**Prompt**:
Name every person who writes or is quoted in the Lucene memory thread, using the fullest form of each name given there.

**Extract to read**:
The memory allocation for the first 6 types of objects does not change when we change the search criteria. Could you please give me some advice what major factors will affect the memory allocation
and how those factors will affect the memory usage precisely on search? Is it possible to reduce the memory usage on search?


Thank you,


Zhibin



      

Re: how to estimate how much memory is required to support the large index search

Posted by Michael McCandless <lu...@mikemccandless.com>.
BTW, upcoming changes in Lucene for flexible indexing should improve  
the RAM usage of the terms index substantially:

     https://issues.apache.org/jira/browse/LUCENE-1458

In the current (first) iteration on that patch, TermInfo is no longer  
used at all when loading the index.  I think for a typical index this  
will likely cut in half the RAM used by the terms index.

But... this won't be available for some time (it's still a work in  
progress).

Mike

Chris Lu wrote:

> So looks like you are not really doing much sorting? This index  
> divisor
> affects reader.terms(), but not too much with sorting.

**Data shown**:
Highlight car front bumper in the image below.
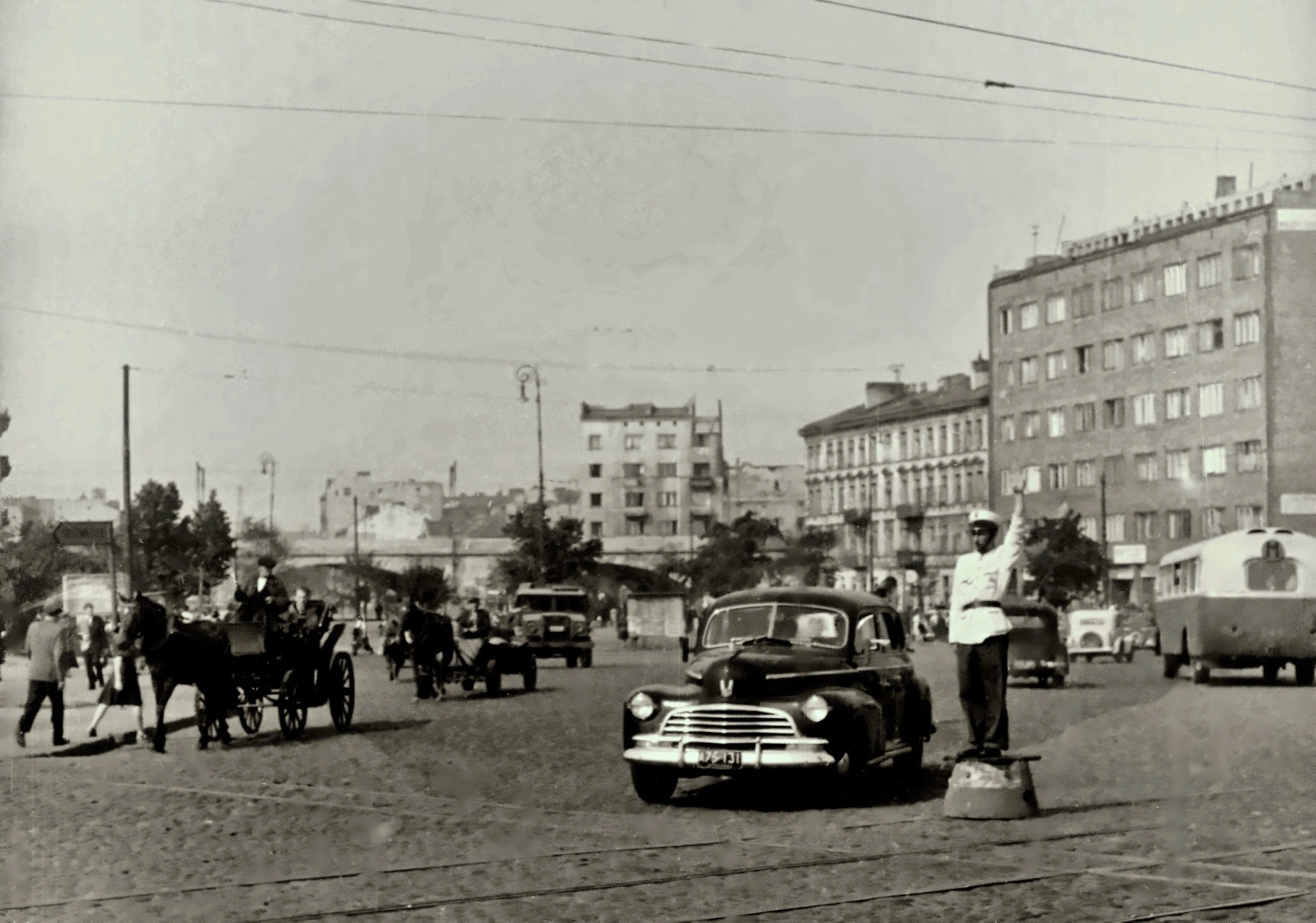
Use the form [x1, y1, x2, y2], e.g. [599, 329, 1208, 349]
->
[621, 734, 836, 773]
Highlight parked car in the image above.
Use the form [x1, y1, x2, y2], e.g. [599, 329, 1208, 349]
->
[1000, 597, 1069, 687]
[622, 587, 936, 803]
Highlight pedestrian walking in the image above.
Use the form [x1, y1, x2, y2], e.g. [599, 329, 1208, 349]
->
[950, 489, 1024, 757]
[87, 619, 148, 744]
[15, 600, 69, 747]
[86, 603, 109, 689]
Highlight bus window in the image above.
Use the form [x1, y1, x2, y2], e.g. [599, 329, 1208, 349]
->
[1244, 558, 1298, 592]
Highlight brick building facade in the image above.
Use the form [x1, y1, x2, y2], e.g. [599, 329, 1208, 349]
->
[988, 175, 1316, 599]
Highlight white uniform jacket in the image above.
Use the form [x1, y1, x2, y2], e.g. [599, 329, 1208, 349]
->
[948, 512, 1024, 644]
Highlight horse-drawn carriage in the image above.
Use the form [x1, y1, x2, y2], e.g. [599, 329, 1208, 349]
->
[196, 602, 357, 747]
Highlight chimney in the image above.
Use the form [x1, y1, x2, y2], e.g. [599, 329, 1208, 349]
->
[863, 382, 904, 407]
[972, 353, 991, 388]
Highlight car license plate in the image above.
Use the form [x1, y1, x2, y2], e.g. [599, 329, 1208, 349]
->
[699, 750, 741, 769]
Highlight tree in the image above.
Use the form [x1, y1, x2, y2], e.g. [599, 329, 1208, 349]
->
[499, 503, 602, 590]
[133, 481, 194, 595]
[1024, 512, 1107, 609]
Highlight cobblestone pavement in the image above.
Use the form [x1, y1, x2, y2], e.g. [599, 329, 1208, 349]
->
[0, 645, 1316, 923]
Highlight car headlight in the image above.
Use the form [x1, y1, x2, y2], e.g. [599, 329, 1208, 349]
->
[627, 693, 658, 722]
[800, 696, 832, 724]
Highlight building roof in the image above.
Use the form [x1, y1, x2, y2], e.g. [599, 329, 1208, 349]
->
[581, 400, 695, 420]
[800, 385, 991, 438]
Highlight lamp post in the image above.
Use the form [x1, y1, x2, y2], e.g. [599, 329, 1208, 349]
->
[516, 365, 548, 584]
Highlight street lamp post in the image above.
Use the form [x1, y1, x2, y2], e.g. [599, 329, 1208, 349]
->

**Task answer**:
Zhibin
Michael McCandless
Chris Lu